Entries supplied:
* * *
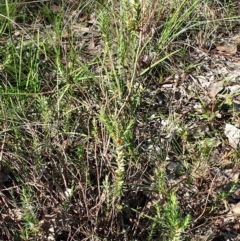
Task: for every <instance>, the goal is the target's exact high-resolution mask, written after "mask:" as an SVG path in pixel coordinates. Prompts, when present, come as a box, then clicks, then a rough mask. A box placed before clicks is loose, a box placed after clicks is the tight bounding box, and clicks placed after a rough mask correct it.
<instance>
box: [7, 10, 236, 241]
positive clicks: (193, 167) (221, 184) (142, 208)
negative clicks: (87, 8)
mask: <svg viewBox="0 0 240 241" xmlns="http://www.w3.org/2000/svg"><path fill="white" fill-rule="evenodd" d="M56 11H59V10H58V9H56ZM88 21H90V20H88ZM83 22H84V21H83ZM85 25H86V24H83V26H81V25H80V26H79V24H76V25H74V26H73V35H74V36H75V35H76V36H78V37H79V38H80V40H82V41H79V46H78V47H79V48H80V49H81V48H86V49H87V51H88V53H87V54H86V55H82V56H80V58H82V60H83V61H84V62H89V60H90V59H92V58H93V56H94V54H95V53H97V52H98V51H99V49H102V45H101V40H99V32H98V30H95V31H92V28H90V27H89V26H87V27H86V26H85ZM87 25H89V23H88V24H87ZM92 27H93V26H92ZM93 28H94V27H93ZM20 31H21V29H20V30H19V32H20ZM79 34H80V36H79ZM160 36H161V33H159V34H158V38H160ZM63 37H64V38H68V37H70V36H69V34H68V32H67V31H66V32H64V33H63ZM231 38H232V41H234V40H235V41H236V42H237V44H238V43H239V42H238V41H239V39H238V37H237V36H234V37H231ZM188 40H189V39H188ZM191 41H192V43H191V45H192V46H195V51H193V52H191V54H190V56H187V57H188V58H189V62H192V61H193V60H194V61H195V62H197V63H198V64H197V65H198V66H197V67H196V68H193V69H192V70H191V71H186V70H184V69H182V68H181V66H179V65H174V66H172V67H173V69H174V71H173V72H174V73H171V74H166V73H164V74H165V76H164V77H163V79H162V80H161V81H160V80H159V76H157V74H156V73H154V71H150V72H147V73H146V75H144V76H142V78H141V85H142V86H143V88H144V91H143V93H142V102H141V105H140V107H139V108H138V111H137V114H136V118H137V124H136V125H135V126H134V133H135V139H136V143H137V147H138V149H139V150H138V151H139V153H140V157H139V158H142V159H143V160H146V163H148V161H149V159H150V158H151V157H152V156H153V155H155V154H156V153H158V155H160V158H163V159H165V160H166V163H165V164H164V165H162V166H161V168H166V173H167V185H169V186H170V189H174V190H175V191H176V193H177V195H178V197H179V200H180V201H179V202H180V208H181V212H182V213H183V214H191V216H192V218H193V220H192V224H191V225H190V228H189V233H190V234H191V235H192V237H193V239H192V240H196V239H197V237H198V238H200V237H201V238H203V240H206V236H209V237H212V238H211V239H208V240H217V238H220V237H229V236H231V238H235V240H237V239H236V238H237V237H238V233H239V226H237V225H239V219H238V218H236V215H239V195H238V194H237V193H236V191H238V190H239V185H235V188H234V190H232V191H231V192H230V190H231V188H232V187H233V185H234V182H235V181H238V176H237V177H236V175H237V174H238V173H239V165H238V163H234V162H232V161H231V160H233V156H234V155H237V154H236V153H235V151H237V150H238V148H239V140H240V139H239V138H240V129H239V116H238V112H240V111H239V100H238V97H239V89H240V74H239V72H240V70H239V69H240V67H239V57H238V56H239V52H238V49H237V44H236V43H234V44H228V43H227V44H218V43H215V44H214V46H215V47H216V49H215V50H213V51H212V50H210V51H209V50H208V49H207V48H205V46H204V45H205V42H204V41H203V39H201V40H198V45H199V46H196V45H195V43H194V41H195V40H191ZM226 42H227V39H226ZM181 46H183V47H184V46H185V43H184V41H183V42H182V43H180V47H181ZM66 54H67V53H66ZM150 55H154V53H152V54H149V55H146V54H144V55H143V57H142V59H140V62H142V63H141V64H140V68H148V67H149V66H150V65H151V63H152V61H154V56H150ZM199 60H201V61H199ZM157 67H158V68H160V67H161V66H157ZM98 71H99V72H101V71H102V70H101V69H100V70H99V68H98ZM141 71H142V69H140V70H139V72H141ZM227 100H229V102H227ZM235 112H236V113H235ZM215 130H217V131H216V134H215ZM219 133H220V134H219ZM169 143H170V144H169ZM189 143H191V144H192V145H191V146H190V145H189ZM206 149H207V150H210V151H207V153H206V155H205V156H204V153H202V152H203V151H205V150H206ZM164 150H167V151H168V153H164ZM159 153H160V154H159ZM196 153H197V154H196ZM192 156H198V157H199V160H196V159H193V158H192ZM238 158H239V157H238ZM156 161H157V160H156ZM194 162H196V163H194ZM142 169H143V173H144V174H146V176H148V177H149V179H147V180H146V183H144V182H143V181H140V183H139V180H140V179H139V178H136V180H133V181H132V180H131V178H129V177H127V178H129V180H131V181H130V183H134V182H135V183H136V185H137V186H139V187H140V188H139V191H138V192H137V196H138V198H139V200H141V202H140V201H139V202H137V201H136V200H135V199H136V197H135V196H134V193H128V198H129V200H130V201H131V198H132V199H133V200H135V201H132V202H135V203H137V207H138V208H139V210H144V211H145V213H146V214H147V215H150V214H152V213H153V211H152V210H153V207H154V205H155V204H154V202H153V201H152V200H154V199H155V198H156V194H154V192H151V191H146V190H145V189H144V188H142V189H141V186H144V184H145V185H146V184H147V185H149V183H150V182H153V183H154V175H155V174H154V172H153V171H152V170H151V167H150V166H147V164H146V166H143V167H142ZM148 169H150V171H148V172H147V173H145V172H146V171H145V170H148ZM189 170H190V171H189ZM226 170H228V175H227V174H226V173H225V172H226ZM236 173H237V174H236ZM4 177H5V176H4ZM3 180H5V179H4V178H3ZM6 180H7V179H6ZM185 180H188V182H184V181H185ZM4 182H5V181H4ZM229 184H230V185H229ZM78 188H79V189H81V188H82V187H80V186H79V187H78ZM61 189H62V188H61V187H59V190H61ZM153 189H154V187H153ZM54 192H55V191H54ZM58 192H61V193H62V194H61V195H60V196H61V200H62V201H65V200H67V198H68V197H69V196H70V190H69V189H66V190H65V191H64V190H62V191H58ZM80 192H81V191H79V193H80ZM88 192H89V197H90V196H94V192H95V190H88ZM219 192H222V193H227V194H228V195H227V198H226V201H225V202H221V200H220V198H219V195H218V193H219ZM56 193H57V191H56ZM79 195H80V196H81V194H79ZM131 195H132V196H131ZM126 197H127V194H126ZM48 198H49V197H48ZM101 198H102V199H104V195H103V196H101ZM157 198H159V199H160V200H162V199H163V197H162V196H159V197H157ZM126 199H127V198H126ZM129 200H128V202H130V201H129ZM146 200H147V201H146ZM56 202H57V201H56ZM83 202H84V200H81V202H80V204H79V205H80V206H84V204H83ZM101 202H102V200H99V203H98V204H99V205H100V204H101ZM49 203H51V202H50V201H49ZM216 203H217V204H219V207H220V208H217V209H215V210H214V205H215V204H216ZM92 208H94V209H97V208H98V206H97V205H96V206H95V207H92ZM46 209H47V210H43V215H42V220H41V221H40V223H41V225H42V226H44V227H43V230H45V233H46V238H48V240H51V239H52V240H54V235H55V231H54V226H55V227H56V226H58V228H59V229H62V230H64V231H66V230H69V227H70V226H71V225H72V226H74V225H75V224H76V221H75V219H76V217H75V213H77V210H72V211H71V212H72V213H70V214H69V213H68V214H66V213H60V212H59V210H54V209H53V210H52V209H51V208H50V207H48V208H46ZM99 210H100V209H99ZM99 210H98V211H99ZM93 211H94V210H93V209H91V212H92V215H93ZM48 212H52V213H54V215H53V216H51V215H49V214H48ZM81 212H82V210H81V207H79V213H81ZM96 212H97V211H96ZM125 212H126V214H125V215H126V217H125V219H126V220H128V222H129V223H130V224H129V225H132V228H133V229H135V232H139V229H144V228H146V227H147V224H145V223H141V225H142V226H137V225H136V224H135V223H134V222H133V221H131V220H132V217H131V215H133V213H132V212H131V211H129V210H125ZM79 213H77V215H79ZM231 213H232V214H233V215H232V216H231V217H229V214H231ZM84 215H85V214H84V213H82V216H81V217H80V218H79V219H80V220H81V221H82V222H84V221H85V219H86V220H88V217H86V216H84ZM93 216H94V215H93ZM133 216H134V215H133ZM134 217H135V216H134ZM102 219H103V220H102V224H103V223H104V222H107V221H109V220H106V219H105V220H104V217H103V218H102ZM63 220H64V222H65V223H64V222H63ZM139 220H140V217H139ZM12 222H14V217H12ZM92 222H94V221H92ZM57 223H58V224H57ZM60 223H61V224H60ZM144 225H145V226H144ZM103 227H105V228H106V226H103ZM143 227H144V228H143ZM98 228H99V231H102V232H103V233H104V231H103V230H102V228H101V227H98ZM59 232H60V231H59ZM61 232H63V231H61ZM225 240H226V239H225ZM232 240H234V239H232Z"/></svg>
* * *
Brief:
Copy, exactly and only, the lines above that begin with the one containing "box: [7, 10, 236, 241]" and finish with the one containing "positive clicks: (193, 167)".

Worked solution:
box: [7, 10, 236, 241]
positive clicks: (193, 167) (221, 184) (142, 208)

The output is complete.